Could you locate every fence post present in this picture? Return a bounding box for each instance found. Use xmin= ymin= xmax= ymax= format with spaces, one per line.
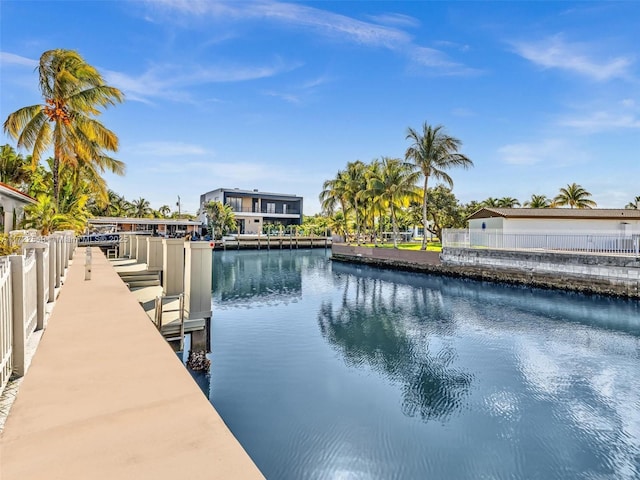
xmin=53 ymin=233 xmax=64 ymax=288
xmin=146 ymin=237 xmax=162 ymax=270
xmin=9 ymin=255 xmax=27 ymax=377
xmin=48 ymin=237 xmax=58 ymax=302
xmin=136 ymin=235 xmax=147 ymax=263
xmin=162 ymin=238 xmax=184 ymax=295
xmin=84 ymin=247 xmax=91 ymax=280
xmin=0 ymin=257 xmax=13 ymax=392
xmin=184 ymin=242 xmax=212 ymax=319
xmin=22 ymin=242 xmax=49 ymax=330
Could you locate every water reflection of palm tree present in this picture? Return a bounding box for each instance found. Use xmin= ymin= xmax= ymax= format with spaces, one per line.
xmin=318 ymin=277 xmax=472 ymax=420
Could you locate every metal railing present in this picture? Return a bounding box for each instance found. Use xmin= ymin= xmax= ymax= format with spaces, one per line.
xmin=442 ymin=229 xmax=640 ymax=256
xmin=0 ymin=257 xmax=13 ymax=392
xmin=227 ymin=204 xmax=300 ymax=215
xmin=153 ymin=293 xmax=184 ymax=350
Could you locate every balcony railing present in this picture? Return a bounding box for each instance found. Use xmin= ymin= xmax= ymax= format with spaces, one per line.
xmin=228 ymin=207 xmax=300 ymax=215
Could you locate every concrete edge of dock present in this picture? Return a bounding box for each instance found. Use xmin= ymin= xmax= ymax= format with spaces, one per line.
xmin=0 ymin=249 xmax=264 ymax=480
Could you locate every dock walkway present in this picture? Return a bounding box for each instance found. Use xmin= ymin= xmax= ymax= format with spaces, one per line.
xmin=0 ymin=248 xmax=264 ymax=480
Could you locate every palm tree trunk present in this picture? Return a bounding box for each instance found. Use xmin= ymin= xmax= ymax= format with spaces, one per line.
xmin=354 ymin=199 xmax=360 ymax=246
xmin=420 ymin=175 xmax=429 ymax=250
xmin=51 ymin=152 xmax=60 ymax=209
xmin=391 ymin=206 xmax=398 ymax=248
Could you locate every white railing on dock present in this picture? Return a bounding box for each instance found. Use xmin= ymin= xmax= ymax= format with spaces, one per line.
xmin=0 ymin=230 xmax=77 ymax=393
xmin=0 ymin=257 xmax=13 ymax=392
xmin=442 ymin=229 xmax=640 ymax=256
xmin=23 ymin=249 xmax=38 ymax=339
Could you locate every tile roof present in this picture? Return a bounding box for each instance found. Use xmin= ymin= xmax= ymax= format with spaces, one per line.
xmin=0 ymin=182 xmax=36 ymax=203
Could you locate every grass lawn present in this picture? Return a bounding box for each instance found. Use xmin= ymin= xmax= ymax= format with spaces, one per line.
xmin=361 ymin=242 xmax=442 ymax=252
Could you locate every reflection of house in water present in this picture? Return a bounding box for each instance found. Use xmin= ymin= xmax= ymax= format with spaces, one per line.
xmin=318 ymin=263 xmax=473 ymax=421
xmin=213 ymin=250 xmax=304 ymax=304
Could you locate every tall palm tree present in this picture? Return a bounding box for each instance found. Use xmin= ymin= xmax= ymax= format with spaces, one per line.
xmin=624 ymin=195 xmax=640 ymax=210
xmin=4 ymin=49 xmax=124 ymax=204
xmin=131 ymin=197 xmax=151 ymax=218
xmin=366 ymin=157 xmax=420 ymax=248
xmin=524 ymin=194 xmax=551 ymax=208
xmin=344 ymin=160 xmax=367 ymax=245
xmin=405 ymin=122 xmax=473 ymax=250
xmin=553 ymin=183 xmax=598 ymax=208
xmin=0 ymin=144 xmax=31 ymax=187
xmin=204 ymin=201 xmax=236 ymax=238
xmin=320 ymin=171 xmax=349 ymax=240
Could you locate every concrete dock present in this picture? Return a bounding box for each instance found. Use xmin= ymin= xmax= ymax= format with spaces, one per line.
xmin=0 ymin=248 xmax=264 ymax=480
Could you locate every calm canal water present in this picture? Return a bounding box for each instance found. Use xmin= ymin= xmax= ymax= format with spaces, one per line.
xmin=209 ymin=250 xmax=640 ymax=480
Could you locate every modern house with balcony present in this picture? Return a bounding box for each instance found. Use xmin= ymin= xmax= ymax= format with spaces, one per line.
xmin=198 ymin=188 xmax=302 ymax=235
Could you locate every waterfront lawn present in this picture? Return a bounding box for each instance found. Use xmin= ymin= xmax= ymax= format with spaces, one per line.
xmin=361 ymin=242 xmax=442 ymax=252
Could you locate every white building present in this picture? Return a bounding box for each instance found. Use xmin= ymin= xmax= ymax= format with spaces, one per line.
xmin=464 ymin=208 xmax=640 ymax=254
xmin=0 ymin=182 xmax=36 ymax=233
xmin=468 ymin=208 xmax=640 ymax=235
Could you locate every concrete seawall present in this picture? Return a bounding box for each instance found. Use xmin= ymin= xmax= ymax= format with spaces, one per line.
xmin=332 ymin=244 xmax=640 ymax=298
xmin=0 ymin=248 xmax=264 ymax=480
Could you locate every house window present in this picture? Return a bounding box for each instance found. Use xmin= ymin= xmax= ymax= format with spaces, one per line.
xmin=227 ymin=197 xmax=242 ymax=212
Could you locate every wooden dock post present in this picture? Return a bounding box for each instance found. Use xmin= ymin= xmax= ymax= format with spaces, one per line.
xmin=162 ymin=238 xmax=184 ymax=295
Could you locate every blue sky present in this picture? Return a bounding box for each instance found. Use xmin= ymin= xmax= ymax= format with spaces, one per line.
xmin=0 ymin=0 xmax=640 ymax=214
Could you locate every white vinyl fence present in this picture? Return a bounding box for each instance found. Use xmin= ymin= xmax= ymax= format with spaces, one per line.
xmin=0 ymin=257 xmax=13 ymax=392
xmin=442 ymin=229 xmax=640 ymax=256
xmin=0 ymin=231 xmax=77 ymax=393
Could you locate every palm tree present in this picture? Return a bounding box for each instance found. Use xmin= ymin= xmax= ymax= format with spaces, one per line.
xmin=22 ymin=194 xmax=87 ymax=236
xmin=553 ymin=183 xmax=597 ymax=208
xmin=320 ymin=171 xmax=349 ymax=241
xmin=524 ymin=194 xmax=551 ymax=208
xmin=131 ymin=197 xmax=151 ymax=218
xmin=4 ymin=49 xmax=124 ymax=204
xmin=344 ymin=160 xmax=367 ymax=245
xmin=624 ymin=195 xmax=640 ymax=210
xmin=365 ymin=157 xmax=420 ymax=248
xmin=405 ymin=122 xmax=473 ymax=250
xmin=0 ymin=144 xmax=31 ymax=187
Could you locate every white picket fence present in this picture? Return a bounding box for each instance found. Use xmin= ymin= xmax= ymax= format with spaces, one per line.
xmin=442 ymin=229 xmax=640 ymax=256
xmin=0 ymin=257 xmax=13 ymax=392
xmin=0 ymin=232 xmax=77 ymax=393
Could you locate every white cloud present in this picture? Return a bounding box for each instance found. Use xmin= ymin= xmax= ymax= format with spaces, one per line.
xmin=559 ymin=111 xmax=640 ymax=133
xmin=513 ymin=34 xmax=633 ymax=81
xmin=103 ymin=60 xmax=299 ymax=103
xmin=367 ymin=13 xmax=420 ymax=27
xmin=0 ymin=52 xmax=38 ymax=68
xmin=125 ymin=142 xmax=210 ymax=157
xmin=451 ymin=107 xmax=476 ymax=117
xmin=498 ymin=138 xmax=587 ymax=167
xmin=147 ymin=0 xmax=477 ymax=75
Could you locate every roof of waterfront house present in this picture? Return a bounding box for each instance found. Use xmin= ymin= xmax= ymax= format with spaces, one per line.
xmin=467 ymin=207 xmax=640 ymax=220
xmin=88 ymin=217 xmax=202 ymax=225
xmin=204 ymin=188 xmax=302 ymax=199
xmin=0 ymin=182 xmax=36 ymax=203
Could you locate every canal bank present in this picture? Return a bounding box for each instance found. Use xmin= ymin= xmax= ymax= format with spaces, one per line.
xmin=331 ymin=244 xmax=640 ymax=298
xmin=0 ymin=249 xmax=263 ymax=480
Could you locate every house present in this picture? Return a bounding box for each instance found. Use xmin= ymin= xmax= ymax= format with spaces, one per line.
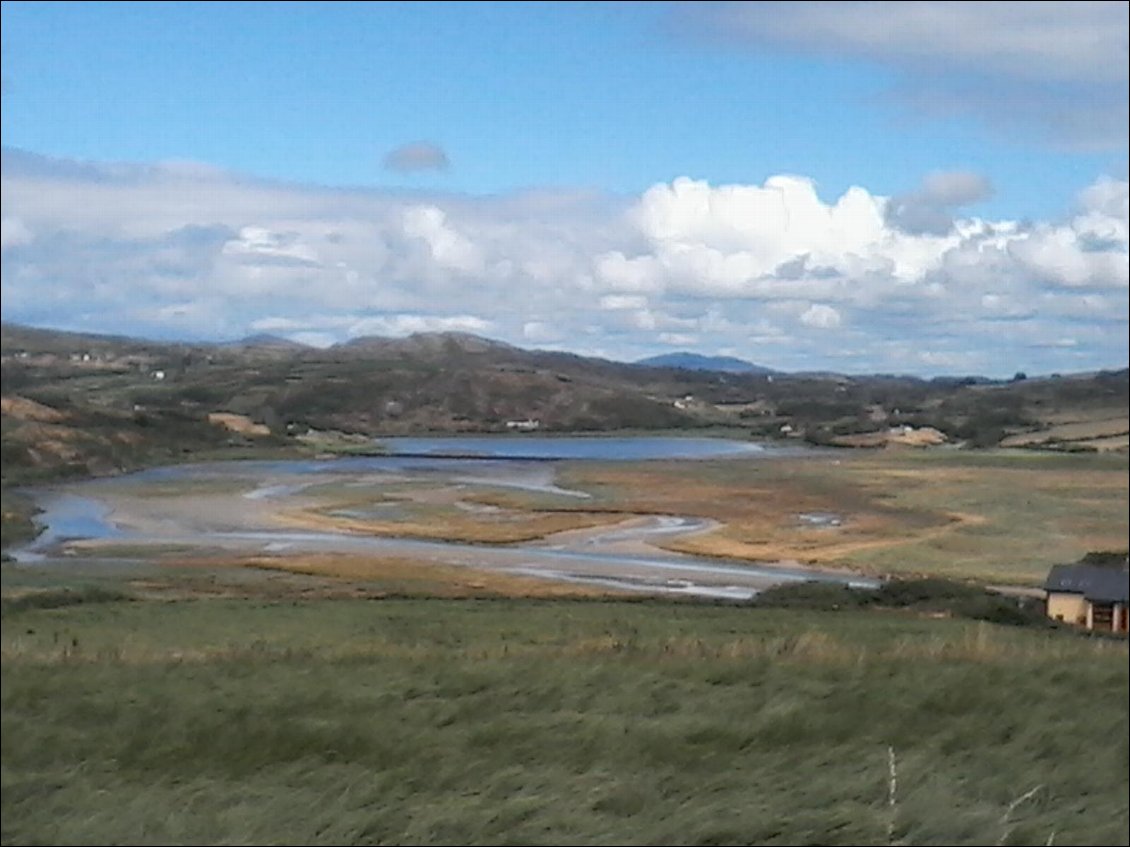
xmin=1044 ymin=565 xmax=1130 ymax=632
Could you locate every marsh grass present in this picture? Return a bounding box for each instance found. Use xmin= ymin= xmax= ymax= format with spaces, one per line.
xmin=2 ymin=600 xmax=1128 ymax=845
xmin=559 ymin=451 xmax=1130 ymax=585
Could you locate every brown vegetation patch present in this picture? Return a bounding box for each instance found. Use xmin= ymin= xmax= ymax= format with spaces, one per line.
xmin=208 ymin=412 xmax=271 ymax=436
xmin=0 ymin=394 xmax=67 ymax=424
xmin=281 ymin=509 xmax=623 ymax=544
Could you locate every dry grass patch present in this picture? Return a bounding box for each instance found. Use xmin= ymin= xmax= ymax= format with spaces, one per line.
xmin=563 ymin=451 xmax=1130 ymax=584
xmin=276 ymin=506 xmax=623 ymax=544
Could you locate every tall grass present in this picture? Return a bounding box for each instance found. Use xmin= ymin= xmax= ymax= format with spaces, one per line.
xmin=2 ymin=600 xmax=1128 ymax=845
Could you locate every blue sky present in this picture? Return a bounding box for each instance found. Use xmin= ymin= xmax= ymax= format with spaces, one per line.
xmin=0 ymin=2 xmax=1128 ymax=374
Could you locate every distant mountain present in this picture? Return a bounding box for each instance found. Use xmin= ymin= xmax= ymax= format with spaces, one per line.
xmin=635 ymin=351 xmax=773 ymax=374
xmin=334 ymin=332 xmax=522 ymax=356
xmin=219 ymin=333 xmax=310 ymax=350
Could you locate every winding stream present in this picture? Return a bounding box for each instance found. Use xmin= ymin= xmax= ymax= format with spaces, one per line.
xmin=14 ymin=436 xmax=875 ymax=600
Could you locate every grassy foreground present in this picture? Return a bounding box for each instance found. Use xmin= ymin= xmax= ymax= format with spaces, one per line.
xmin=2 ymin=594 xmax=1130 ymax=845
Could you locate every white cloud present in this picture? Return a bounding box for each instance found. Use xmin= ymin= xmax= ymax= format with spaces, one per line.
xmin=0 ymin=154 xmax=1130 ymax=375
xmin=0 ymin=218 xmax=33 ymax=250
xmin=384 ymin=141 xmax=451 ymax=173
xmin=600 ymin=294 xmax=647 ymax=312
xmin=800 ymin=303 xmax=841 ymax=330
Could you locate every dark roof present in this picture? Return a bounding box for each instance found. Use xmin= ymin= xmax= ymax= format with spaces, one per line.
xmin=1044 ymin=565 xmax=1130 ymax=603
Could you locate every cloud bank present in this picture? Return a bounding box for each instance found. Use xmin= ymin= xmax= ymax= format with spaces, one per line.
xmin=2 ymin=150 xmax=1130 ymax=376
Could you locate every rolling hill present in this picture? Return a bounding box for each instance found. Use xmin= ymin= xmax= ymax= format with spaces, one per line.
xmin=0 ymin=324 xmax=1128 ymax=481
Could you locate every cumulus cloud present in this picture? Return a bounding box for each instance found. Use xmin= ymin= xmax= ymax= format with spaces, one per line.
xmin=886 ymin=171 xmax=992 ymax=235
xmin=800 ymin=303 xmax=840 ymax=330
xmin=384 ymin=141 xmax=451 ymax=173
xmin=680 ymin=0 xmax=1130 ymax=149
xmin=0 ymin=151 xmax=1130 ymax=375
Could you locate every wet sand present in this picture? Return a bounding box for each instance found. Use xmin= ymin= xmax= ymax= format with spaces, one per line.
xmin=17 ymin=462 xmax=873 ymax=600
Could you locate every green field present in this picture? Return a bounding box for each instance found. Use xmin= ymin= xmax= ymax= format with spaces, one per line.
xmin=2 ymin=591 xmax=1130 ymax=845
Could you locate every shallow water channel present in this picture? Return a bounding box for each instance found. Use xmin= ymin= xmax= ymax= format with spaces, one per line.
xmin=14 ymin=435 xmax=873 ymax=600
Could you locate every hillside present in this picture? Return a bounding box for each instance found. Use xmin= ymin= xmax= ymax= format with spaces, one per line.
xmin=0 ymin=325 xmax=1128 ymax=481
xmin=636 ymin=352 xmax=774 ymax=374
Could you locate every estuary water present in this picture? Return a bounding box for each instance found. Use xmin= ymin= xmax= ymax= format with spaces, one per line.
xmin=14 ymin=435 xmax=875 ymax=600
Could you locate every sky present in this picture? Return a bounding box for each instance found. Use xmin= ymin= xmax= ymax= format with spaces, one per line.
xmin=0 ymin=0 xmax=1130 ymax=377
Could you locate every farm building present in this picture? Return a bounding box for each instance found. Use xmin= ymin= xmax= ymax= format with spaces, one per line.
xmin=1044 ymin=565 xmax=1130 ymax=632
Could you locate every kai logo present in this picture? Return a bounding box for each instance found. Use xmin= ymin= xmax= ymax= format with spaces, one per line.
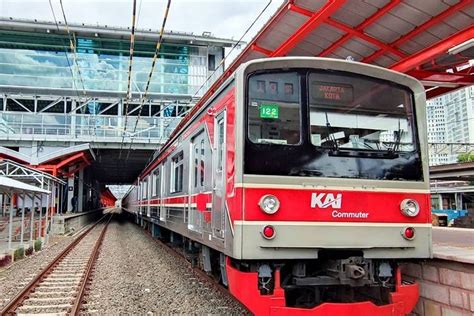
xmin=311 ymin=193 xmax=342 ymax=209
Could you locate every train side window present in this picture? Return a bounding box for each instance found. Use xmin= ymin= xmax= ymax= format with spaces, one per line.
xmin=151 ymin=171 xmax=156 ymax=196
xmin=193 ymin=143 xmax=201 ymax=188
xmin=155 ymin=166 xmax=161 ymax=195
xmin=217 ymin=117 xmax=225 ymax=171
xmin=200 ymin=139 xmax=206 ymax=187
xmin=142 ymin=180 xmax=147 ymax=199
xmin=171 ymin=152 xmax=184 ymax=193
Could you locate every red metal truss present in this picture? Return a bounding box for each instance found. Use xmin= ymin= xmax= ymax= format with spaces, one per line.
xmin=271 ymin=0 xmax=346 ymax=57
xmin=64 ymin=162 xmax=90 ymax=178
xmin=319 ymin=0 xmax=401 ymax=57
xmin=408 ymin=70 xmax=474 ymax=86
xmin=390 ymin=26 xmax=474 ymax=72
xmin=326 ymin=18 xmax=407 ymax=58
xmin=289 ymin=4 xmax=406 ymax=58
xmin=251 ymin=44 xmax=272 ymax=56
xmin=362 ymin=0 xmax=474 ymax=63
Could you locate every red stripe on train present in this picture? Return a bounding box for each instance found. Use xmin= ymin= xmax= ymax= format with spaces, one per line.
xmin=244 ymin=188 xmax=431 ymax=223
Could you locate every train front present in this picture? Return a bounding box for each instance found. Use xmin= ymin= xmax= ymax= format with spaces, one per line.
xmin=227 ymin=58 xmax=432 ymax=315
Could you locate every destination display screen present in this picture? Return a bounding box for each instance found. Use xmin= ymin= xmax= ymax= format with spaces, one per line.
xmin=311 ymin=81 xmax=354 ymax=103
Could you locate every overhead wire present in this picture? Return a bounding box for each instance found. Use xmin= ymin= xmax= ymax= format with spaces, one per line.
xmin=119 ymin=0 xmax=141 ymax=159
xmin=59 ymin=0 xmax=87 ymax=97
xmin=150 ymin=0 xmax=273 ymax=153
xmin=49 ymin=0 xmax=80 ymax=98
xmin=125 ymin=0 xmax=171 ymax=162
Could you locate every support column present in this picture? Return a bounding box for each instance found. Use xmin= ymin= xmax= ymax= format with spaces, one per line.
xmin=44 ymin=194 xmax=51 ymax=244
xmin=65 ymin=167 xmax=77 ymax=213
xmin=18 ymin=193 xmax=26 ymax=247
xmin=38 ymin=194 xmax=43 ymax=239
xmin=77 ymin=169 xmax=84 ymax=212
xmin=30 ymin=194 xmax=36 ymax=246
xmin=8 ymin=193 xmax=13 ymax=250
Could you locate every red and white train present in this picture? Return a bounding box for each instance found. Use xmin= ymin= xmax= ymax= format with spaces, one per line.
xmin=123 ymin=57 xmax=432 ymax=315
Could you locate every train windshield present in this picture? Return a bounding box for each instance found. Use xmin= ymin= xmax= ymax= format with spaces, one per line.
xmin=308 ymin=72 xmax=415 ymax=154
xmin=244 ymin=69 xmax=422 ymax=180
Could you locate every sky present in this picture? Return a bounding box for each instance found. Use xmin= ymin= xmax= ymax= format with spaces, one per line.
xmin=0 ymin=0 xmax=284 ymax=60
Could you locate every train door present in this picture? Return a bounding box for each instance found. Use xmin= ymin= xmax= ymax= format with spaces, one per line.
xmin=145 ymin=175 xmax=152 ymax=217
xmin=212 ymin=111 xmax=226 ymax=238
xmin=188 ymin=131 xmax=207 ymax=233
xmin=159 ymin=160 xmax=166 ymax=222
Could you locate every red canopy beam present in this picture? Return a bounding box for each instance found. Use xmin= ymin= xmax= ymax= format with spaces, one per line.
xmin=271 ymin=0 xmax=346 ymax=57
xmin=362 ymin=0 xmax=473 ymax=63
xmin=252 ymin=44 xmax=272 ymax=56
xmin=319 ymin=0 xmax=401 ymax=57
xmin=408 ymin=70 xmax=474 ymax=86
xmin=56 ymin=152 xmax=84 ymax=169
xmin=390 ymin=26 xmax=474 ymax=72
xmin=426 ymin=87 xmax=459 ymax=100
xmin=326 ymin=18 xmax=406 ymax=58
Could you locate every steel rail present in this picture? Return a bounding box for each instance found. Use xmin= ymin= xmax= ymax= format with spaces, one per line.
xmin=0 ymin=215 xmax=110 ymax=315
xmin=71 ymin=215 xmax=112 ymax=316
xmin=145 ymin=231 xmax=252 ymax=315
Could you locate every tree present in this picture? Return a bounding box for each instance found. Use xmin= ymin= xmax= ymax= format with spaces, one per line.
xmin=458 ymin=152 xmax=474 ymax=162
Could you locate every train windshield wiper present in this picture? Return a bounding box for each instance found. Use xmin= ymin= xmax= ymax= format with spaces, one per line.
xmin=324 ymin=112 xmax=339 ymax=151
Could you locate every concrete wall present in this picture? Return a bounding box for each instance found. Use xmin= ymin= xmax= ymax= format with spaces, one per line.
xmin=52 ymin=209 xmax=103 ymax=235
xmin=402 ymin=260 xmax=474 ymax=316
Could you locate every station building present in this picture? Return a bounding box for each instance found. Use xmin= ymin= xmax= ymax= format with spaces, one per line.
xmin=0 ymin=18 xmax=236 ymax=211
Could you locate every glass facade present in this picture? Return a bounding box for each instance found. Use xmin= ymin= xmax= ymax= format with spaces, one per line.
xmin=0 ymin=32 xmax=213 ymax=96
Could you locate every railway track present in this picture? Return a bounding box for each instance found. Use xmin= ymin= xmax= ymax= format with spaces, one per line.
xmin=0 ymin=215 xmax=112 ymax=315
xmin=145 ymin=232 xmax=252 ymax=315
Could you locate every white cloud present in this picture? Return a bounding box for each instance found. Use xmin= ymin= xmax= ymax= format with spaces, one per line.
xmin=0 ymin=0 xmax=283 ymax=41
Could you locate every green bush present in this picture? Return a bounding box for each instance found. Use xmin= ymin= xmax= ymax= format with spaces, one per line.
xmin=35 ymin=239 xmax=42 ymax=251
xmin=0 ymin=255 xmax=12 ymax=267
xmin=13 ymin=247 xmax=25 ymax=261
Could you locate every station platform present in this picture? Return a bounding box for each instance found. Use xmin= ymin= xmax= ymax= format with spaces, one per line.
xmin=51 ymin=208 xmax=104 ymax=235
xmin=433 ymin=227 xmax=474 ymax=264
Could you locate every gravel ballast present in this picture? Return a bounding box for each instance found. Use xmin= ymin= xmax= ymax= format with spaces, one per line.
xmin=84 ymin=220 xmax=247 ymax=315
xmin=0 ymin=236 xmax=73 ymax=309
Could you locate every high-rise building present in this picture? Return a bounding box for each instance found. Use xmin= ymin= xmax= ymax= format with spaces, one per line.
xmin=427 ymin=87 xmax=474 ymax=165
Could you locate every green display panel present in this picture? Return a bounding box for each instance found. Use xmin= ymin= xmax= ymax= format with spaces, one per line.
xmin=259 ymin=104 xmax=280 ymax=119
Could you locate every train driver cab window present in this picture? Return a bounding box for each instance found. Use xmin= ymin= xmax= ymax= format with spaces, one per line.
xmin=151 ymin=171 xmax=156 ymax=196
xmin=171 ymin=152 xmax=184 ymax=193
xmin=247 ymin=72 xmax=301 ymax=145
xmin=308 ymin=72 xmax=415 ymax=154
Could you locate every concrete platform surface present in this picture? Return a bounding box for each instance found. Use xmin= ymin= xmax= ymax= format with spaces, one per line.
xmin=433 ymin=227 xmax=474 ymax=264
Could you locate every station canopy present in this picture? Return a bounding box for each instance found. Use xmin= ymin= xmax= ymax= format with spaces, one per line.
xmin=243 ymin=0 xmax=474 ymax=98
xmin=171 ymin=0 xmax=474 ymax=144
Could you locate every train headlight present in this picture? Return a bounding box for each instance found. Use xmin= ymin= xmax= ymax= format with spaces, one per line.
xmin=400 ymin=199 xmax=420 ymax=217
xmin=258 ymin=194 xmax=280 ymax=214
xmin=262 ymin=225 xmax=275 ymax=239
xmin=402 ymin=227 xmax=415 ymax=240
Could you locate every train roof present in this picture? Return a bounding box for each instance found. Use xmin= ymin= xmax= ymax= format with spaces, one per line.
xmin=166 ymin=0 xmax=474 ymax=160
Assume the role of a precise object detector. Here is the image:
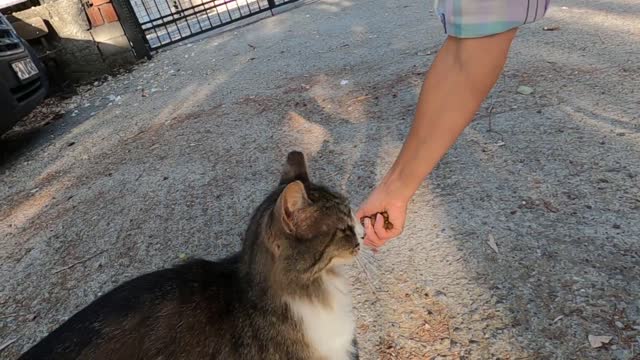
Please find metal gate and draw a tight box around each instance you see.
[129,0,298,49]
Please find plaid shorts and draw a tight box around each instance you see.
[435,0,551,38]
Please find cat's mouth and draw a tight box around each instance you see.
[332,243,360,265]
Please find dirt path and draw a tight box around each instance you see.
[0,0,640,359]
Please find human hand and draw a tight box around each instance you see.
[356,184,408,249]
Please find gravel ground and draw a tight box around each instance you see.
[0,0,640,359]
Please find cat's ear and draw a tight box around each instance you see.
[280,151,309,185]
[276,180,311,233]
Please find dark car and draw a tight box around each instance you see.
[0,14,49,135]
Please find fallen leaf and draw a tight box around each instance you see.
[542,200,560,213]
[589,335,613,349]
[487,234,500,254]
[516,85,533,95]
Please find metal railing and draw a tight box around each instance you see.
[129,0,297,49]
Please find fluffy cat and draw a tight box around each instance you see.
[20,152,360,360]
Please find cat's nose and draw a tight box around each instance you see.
===
Exercise task: Rewrite the entries from the start through the line with "xmin=0 ymin=249 xmax=264 ymax=480", changing "railing" to "barrier" and leaving everything else unchanged. Leave out the pictures.

Written response:
Could you locate every fence post present in this picture? Return a bounding box for each instance found. Use xmin= ymin= xmax= ymax= format with spaces, one per line.
xmin=53 ymin=233 xmax=64 ymax=288
xmin=146 ymin=237 xmax=162 ymax=270
xmin=9 ymin=255 xmax=27 ymax=377
xmin=48 ymin=237 xmax=58 ymax=302
xmin=136 ymin=235 xmax=147 ymax=263
xmin=162 ymin=238 xmax=184 ymax=295
xmin=84 ymin=247 xmax=91 ymax=280
xmin=0 ymin=257 xmax=13 ymax=392
xmin=184 ymin=242 xmax=212 ymax=319
xmin=22 ymin=242 xmax=49 ymax=330
Could you locate every water reflection of palm tree present in this picture? Return a bounding box for each instance found. Use xmin= ymin= xmax= ymax= format with spaces, one per line.
xmin=318 ymin=277 xmax=472 ymax=420
Could you locate every metal barrier present in this picture? Return a bounding box for each instance found. Use xmin= ymin= xmax= ymax= format with spaces, one per line.
xmin=442 ymin=229 xmax=640 ymax=256
xmin=0 ymin=257 xmax=13 ymax=392
xmin=227 ymin=204 xmax=300 ymax=215
xmin=153 ymin=293 xmax=184 ymax=350
Could you locate every balcony barrier present in this picture? Return a bounding box for each instance found. Use xmin= ymin= xmax= ymax= format with spaces, one per line.
xmin=228 ymin=207 xmax=300 ymax=215
Could you locate every concrete edge of dock present in this picture? Return a bounding box for each instance found. Use xmin= ymin= xmax= ymax= format with spaces, one per line.
xmin=0 ymin=249 xmax=264 ymax=480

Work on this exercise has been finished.